- [TRAVAIL DEMANDÉ] Affichez telles quelles toutes les lignes des enregistrements qui contiennent le mot « keys ».

- [ENREGISTREMENTS À TRAITER]
□ □ □ □ □

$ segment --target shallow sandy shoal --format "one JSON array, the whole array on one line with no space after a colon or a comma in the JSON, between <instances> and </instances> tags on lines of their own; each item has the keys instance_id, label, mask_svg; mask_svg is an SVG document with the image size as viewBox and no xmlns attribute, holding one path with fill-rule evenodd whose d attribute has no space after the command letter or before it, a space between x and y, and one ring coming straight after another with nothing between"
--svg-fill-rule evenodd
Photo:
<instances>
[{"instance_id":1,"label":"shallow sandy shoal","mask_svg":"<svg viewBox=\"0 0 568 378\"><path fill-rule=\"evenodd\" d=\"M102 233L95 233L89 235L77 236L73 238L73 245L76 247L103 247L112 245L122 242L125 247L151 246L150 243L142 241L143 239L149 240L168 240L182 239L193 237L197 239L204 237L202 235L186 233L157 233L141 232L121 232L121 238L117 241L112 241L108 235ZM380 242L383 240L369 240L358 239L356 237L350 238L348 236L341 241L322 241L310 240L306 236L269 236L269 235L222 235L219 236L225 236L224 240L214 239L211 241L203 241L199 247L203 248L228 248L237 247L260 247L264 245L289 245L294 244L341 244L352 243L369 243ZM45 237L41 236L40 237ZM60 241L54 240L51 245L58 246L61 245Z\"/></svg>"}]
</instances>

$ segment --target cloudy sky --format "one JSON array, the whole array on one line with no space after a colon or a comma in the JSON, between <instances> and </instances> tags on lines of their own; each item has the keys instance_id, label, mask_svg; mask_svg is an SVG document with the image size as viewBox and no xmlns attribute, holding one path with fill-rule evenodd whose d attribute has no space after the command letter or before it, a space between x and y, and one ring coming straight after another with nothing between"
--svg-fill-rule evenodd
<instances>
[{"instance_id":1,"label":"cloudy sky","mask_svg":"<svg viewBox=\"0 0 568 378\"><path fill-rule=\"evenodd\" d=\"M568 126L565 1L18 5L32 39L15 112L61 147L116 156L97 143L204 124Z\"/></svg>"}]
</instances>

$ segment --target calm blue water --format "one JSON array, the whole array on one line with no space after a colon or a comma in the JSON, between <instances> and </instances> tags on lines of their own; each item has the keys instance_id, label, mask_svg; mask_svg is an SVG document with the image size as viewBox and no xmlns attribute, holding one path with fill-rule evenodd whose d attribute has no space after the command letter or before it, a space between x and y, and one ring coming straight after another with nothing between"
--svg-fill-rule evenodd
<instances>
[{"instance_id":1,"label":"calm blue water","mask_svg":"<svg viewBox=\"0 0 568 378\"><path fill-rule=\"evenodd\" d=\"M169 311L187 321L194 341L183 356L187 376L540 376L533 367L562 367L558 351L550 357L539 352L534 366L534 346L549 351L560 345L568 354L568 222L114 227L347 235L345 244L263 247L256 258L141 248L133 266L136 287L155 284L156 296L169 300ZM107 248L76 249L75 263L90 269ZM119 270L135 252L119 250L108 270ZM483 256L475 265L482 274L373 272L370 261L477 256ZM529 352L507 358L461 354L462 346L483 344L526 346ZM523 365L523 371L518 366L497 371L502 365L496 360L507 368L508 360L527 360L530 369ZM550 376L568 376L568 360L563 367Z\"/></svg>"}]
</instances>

□ □ □ □ □

- [RÉPONSE ATTENDUE]
$ segment --target shallow sandy shoal --format "one JSON array, the whole array on one line with no space after a colon or a comma in the JSON, between <instances> and </instances> tags on lines of their own; each item has the keys instance_id, label, mask_svg; mask_svg is an SVG document with the image size as viewBox and no xmlns attribute, holding one path with fill-rule evenodd whose d attribute has no space after the command letter or before it, a space between x and y, and one ring coming straight after another with nothing between"
$ segment --target cloudy sky --format "one JSON array, the whole array on one line with no space after a colon or a comma in the JSON, between <instances> and </instances> tags on lines of their own; each item has the keys instance_id, label, mask_svg; mask_svg is an SVG document with the image size as viewBox and no xmlns attribute, holding one path with fill-rule evenodd whose d attribute has no space after the command letter or before it, a space between x and y, and one ring coming straight after another with nothing between"
$ segment --target calm blue water --format "one JSON array, the whole array on one line with no space after a colon or a comma in the JSON, between <instances> and </instances> tags on lines of their own; each item has the keys instance_id, label, mask_svg; mask_svg is an SVG document with the image size as viewBox and no xmlns attribute, holding one path with fill-rule evenodd whose d attribute has no space after the command letter or before it, a space between x and y, and one ring coming straight after another with nothing between"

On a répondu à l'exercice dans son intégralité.